> The exercise
Copy the records below, replacing each "dot" with "point" and leaving everything else the same.
* start Data in this exercise *
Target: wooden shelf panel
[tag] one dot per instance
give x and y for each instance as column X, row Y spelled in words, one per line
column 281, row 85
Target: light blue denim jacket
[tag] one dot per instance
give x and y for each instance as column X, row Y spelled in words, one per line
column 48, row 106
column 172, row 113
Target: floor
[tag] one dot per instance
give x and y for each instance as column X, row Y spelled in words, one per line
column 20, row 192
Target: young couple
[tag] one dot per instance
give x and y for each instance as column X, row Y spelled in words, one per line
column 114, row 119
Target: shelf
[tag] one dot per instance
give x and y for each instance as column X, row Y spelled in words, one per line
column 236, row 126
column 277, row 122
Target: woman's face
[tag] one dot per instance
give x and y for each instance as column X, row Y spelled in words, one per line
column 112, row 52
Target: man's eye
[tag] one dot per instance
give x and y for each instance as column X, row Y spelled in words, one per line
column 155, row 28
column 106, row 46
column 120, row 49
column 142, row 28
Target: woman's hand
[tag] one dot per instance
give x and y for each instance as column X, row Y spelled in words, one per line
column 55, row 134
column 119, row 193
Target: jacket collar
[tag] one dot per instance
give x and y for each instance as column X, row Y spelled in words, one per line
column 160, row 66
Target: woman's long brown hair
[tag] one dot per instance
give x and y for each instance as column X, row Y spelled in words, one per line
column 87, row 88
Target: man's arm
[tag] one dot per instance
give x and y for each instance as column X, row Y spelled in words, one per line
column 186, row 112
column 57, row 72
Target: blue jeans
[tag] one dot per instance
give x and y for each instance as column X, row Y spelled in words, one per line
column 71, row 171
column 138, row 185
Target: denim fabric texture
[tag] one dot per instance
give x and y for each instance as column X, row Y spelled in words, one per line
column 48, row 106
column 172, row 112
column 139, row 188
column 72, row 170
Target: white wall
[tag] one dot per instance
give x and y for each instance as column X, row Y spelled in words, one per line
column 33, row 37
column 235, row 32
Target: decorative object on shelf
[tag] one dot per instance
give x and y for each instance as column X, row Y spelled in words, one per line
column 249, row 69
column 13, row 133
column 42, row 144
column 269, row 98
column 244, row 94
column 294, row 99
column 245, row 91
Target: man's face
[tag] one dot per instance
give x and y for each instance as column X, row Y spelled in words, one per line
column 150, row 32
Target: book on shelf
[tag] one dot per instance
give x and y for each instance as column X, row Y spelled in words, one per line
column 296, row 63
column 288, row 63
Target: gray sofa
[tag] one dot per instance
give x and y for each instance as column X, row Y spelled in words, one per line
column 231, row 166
* end Data in this exercise *
> Solution for this problem
Target: wooden shelf panel
[tag] one point per instance
give x and y for each instance as column X, row Y spelled in words, one per line
column 281, row 85
Target: light blue denim jacket
[tag] one point per instance
give x and y for each instance as column X, row Y spelled in words, one per line
column 48, row 106
column 172, row 113
Target: floor
[tag] one point per instance
give x and y for each instance as column X, row Y spelled in words, one per line
column 20, row 192
Target: young couple
[tag] one point per instance
give x and y for each instance as column X, row Y spelled in words, one per line
column 114, row 119
Target: shelf
[tag] one point per instance
give x and y for each instance as column X, row Y spelled in words, one per line
column 236, row 126
column 277, row 122
Target: woman's face
[tag] one point per instance
give x and y for each instance as column X, row Y spelled in words, one per line
column 112, row 52
Target: man's eye
[tag] one point per instance
give x and y for each instance as column X, row Y spelled in words, one per line
column 155, row 28
column 106, row 46
column 120, row 49
column 142, row 28
Target: woman's hand
[tag] one point per instance
give x and y for each instance as column X, row Y spelled in words, one per line
column 55, row 134
column 119, row 193
Target: jacket collar
[tag] one point per instance
give x and y for each instance as column X, row Y spelled in words, one per line
column 160, row 66
Target: woman's long brown hair
[tag] one point per instance
give x and y for each instance as column X, row Y spelled in words, one per line
column 87, row 88
Target: man's arm
[tag] one point per instance
give x and y for each instance as column X, row Y spelled in words, one per line
column 186, row 112
column 57, row 72
Target: blue jeans
[tag] one point per instance
give x and y for each instance as column X, row Y spelled in words, one per line
column 71, row 171
column 138, row 185
Target: denim fabric texture
[tag] one point per instance
give x and y for each instance as column X, row Y spelled in words, one per line
column 48, row 106
column 172, row 112
column 139, row 188
column 72, row 170
Target: white wall
[tag] one point per instance
give x and y for each instance as column X, row Y spelled in words, one per line
column 33, row 37
column 235, row 32
Target: decorative object on shelf
[tag] one point per instance
give x and y for each instance as column X, row Y spelled in words, one per line
column 249, row 69
column 13, row 133
column 42, row 144
column 269, row 98
column 244, row 94
column 294, row 99
column 245, row 91
Target: man's face
[tag] one point per instance
give x and y for each instance as column X, row Y spelled in words, one per line
column 150, row 32
Target: book on shelf
[tag] one point per instance
give x and y for each instance as column X, row Y spelled in words, one per line
column 296, row 63
column 288, row 63
Target: gray sofa
[tag] one point per instance
give x and y for each instance as column X, row Y spelled in words, one per line
column 231, row 166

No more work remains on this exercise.